**Text extract:**
——
Definition of a new version of the Eros distance tailored to our scenario and computation of the corresponding weights starting from the dataset.
6.
For each user to be classified (whether she belongs to the test set or is a new user of whom nothing is known):
1. (a)
  Construction of the corresponding spectrum.
2. (b)
  Computation of the Eros distance between the spectrum built at Step 6(a) and the class spectra built at Step 4.
3. (c)
  Assignment of the user to the nearest class according to the values of the Eros distance computed at Step 6(b). Otherwise, assignment of the user to no class if the Eros distance between her spectrum and that of all available classes is higher than a certain threshold.

In the next subsections, we describe the various steps of our approach in detail.

Modeling a blockchain as a social network

A blockchain can be modeled through a social network in a very direct way. In fact, the social network nodes can represent the blockchain addresses, while its arcs can denote the transactions between the addresses corresponding to the involved nodes. The capability of building such a model for a blockchain leads to the possibility of extracting knowledge about the behavior of blockchain actors by employing the Social Network Analysis based techniques proposed in the past [46,47,48]. In the following, we show this property taking Ethereum as the reference blockchain because it is the blockchain of interest for this paper. However, we point out again that our approach to build and characterize a social network from a blockchain (and, consequently, the next classification approach representing the core of this paper) can be applied to most blockchains. Indeed, the features used to model Ethereum as a social network (such as the sender, receiver and timestamp of a transaction, and the amount of transferred money) are also present in many other blockchains, like Bitcoin, Litecoin, and so on.
——
**Exercise set:**
1 – In the text on modeling a blockchain as a social network, answer these questions:
(a) If the Eros distance between a user's spectrum and that of every available class is higher than a certain threshold, where is the user assigned?
(b) In the social network model, what do the nodes represent?
(c) Which blockchain is taken as the reference blockchain?
2 – Edit the text on modeling a blockchain as a social network by writing it out again starting at "For each user" and ending at "a certain threshold.", with "threshold" replaced by "limit".
3 – Can you resume the text on modeling a blockchain as a social network, writing on from its last sentence?
Nothing in the records is needed to work with the text on modeling a blockchain as a social network.

**Excerpted data:**
——
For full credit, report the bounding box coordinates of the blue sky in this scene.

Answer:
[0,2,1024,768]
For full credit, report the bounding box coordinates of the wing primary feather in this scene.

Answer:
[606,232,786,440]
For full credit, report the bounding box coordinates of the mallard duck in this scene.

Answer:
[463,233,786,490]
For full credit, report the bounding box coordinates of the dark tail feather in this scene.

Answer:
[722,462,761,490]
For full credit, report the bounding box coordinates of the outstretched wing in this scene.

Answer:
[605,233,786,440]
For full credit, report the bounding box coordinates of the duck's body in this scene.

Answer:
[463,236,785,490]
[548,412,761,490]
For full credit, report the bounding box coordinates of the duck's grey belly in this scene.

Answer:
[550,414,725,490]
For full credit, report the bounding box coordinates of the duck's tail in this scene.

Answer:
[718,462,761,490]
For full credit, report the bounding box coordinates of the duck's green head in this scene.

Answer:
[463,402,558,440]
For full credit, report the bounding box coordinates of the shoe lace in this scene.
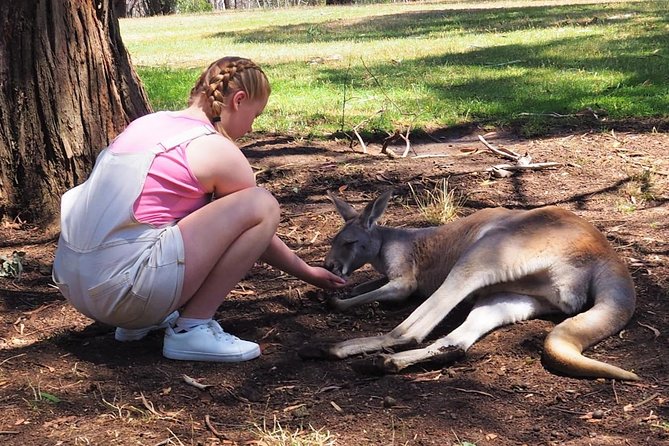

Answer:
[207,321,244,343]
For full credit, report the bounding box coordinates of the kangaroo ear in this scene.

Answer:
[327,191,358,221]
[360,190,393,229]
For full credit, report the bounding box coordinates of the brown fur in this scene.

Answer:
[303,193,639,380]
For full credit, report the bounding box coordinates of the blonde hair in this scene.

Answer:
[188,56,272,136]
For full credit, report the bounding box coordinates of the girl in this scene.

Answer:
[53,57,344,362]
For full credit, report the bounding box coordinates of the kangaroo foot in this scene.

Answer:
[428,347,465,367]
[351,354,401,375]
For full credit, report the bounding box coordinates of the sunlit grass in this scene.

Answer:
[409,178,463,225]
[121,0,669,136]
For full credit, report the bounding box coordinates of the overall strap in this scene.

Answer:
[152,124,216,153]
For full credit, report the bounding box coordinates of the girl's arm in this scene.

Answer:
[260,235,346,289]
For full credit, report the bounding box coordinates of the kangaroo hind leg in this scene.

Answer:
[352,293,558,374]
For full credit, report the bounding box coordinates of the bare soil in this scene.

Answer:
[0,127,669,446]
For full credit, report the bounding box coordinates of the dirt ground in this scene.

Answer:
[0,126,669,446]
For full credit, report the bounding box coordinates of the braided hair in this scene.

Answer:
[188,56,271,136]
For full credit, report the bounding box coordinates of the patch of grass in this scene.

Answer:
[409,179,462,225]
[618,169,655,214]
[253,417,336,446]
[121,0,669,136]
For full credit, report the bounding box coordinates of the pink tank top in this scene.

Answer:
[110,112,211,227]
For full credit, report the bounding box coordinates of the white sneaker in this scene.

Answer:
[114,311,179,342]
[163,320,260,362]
——
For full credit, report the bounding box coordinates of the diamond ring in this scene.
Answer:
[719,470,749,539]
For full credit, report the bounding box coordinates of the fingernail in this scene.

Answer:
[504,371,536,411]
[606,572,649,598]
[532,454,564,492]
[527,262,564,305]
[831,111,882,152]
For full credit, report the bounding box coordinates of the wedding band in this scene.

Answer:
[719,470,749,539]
——
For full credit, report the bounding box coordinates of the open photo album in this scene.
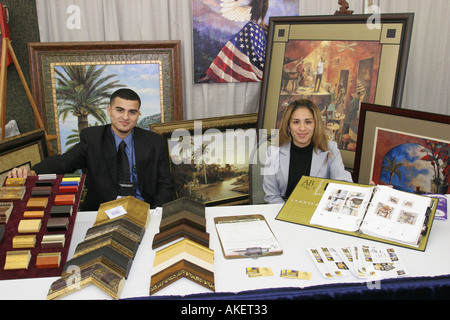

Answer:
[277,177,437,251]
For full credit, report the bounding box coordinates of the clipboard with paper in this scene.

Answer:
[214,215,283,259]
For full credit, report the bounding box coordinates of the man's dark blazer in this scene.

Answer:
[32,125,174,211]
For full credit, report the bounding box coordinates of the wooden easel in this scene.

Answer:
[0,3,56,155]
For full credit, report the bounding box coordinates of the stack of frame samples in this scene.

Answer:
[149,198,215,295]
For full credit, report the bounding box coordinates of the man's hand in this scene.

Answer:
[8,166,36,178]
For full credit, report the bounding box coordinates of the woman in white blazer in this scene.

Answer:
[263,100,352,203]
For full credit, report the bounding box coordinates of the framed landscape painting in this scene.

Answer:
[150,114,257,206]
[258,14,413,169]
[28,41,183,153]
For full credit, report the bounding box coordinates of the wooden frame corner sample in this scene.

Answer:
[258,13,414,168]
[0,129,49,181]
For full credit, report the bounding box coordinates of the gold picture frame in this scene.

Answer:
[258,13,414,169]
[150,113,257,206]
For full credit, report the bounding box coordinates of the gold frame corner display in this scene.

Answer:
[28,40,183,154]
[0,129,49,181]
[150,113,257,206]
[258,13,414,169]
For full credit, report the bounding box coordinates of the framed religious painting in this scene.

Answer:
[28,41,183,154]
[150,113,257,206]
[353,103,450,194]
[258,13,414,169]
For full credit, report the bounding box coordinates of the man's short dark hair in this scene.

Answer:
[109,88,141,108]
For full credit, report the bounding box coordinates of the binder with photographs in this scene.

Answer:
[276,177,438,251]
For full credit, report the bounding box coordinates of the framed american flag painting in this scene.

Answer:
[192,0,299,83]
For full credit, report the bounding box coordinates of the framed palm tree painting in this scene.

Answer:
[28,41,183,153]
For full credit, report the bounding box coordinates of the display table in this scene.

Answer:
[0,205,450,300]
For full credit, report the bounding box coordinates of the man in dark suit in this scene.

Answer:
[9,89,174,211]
——
**Written answers:**
1 –
(a) To no class.
(b) The blockchain addresses.
(c) Ethereum.

2 –
For each user to be classified (whether she belongs to the test set or is a new user of whom nothing is known):
1. (a)
  Construction of the corresponding spectrum.
2. (b)
  Computation of the Eros distance between the spectrum built at Step 6(a) and the class spectra built at Step 4.
3. (c)
  Assignment of the user to the nearest class according to the values of the Eros distance computed at Step 6(b). Otherwise, assignment of the user to no class if the Eros distance between her spectrum and that of all available classes is higher than a certain limit.

3 –
After this necessary preliminary remark, we can now see how a social network ${{{\mathcal {G}}}}$, representing the Ethereum blockchain, can be built. Specifically:

$${{{\mathcal {G}}}} = \langle N, A \rangle$$

Here, N is the set of nodes of ${{{\mathcal {G}}}}$. A node $n \in N$ corresponds to an Ethereum address that has made at least one transaction. Since there is a biunivocal correspondence between a node of ${{{\mathcal {G}}}}$ and an Ethereum address, in the following we will use these two terms interchangeably. Each node n has associated a label $l_n$, indicating the class which it belongs to (see below); $l_n$ is set to null if no class has been assigned to n yet.

A represents the set of arcs of ${{{\mathcal {G}}}}$. There is an arc $a = (n_i, n_j, TrS_{ij}) \in A$ if there was at least one transaction from $n_i$ to $n_j$. $TrS_{ij}$ consists of a set of triplets $(tr_{ij_k}, \tau _{ij_k}, v_{ij_k})$, where $tr_{ij_k}$ represents the $k^{th}$ transaction from $n_i$ to $n_j$, $\tau _{ij_k}$ indicates the corresponding timestamp and $v_{ij_k}$ denotes the amount of Wei^{Footnote 7} transferred from $n_i$ to $n_j$ through $tr_{ij_k}$.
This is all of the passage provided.